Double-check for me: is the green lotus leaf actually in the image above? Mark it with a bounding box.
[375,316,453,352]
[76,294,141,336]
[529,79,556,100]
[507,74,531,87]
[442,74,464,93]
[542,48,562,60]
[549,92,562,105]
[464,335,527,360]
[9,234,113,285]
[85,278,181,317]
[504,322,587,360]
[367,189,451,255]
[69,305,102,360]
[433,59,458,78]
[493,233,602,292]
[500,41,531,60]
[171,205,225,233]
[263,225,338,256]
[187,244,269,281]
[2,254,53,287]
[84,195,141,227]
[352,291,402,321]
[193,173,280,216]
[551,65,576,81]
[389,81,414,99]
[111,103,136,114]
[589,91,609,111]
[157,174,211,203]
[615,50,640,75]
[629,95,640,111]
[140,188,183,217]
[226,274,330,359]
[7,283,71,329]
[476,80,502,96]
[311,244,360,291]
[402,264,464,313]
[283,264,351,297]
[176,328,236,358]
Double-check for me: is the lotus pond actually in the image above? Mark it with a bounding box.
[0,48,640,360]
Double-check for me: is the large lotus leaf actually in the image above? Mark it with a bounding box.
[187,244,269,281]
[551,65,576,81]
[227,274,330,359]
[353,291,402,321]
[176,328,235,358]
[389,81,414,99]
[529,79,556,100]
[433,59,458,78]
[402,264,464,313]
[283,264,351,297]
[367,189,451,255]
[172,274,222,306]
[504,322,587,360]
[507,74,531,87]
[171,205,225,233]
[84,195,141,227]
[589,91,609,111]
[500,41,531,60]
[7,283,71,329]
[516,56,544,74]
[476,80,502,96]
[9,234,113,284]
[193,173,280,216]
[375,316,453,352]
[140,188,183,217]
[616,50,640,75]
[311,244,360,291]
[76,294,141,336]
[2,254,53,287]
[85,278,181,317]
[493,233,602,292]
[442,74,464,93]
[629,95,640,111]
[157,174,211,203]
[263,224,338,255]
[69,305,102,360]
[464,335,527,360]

################

■ WHAT THE TASK ASKS ■
Put every line of the rows above into a JSON list of strings, one string per line, and skip any blank lines.

■ RESPONSE TO THIS TASK ■
[
  "Double-check for me: is the green lotus leaf actually in the image above? Mark it with a bounding box.",
  "[375,316,453,352]",
  "[76,294,141,336]",
  "[529,79,556,100]",
  "[507,74,531,87]",
  "[442,74,464,93]",
  "[542,48,562,60]",
  "[549,92,562,105]",
  "[464,335,527,360]",
  "[9,234,113,285]",
  "[85,278,181,317]",
  "[504,322,587,360]",
  "[367,189,451,255]",
  "[69,305,102,360]",
  "[433,59,458,78]",
  "[493,233,602,292]",
  "[500,41,531,60]",
  "[171,205,225,233]",
  "[263,225,338,256]",
  "[187,244,269,281]",
  "[2,254,53,287]",
  "[84,195,141,227]",
  "[352,291,402,321]",
  "[193,173,280,216]",
  "[551,65,576,81]",
  "[389,81,414,99]",
  "[111,103,136,114]",
  "[589,91,609,111]",
  "[157,174,211,203]",
  "[615,50,640,75]",
  "[629,95,640,111]",
  "[140,188,183,217]",
  "[226,274,330,359]",
  "[7,283,71,329]",
  "[476,80,502,96]",
  "[311,244,360,291]",
  "[402,264,464,313]",
  "[283,264,351,297]",
  "[176,328,236,358]",
  "Double-check for me: is the lotus pond actually in the image above? Mark it with a bounding box.",
  "[0,48,640,360]",
  "Double-check for me: is the large lotus leaf actually in the image above? Mark it with a bounding box.",
  "[187,244,269,281]",
  "[551,65,576,81]",
  "[227,274,330,359]",
  "[353,291,402,321]",
  "[176,328,235,358]",
  "[389,81,414,99]",
  "[529,79,556,100]",
  "[433,59,458,78]",
  "[402,264,464,313]",
  "[283,264,351,297]",
  "[367,189,451,255]",
  "[172,274,222,306]",
  "[504,322,587,360]",
  "[507,74,531,87]",
  "[171,205,225,233]",
  "[84,195,141,227]",
  "[589,91,609,111]",
  "[500,41,531,60]",
  "[7,283,71,329]",
  "[516,56,544,74]",
  "[476,80,502,96]",
  "[9,234,113,284]",
  "[193,173,280,216]",
  "[375,316,453,352]",
  "[140,188,183,217]",
  "[616,50,640,75]",
  "[311,244,360,291]",
  "[76,294,141,336]",
  "[2,254,53,287]",
  "[85,278,181,317]",
  "[493,233,602,292]",
  "[442,74,464,93]",
  "[629,95,640,111]",
  "[157,174,211,203]",
  "[263,224,338,255]",
  "[69,305,102,360]",
  "[464,335,527,360]"
]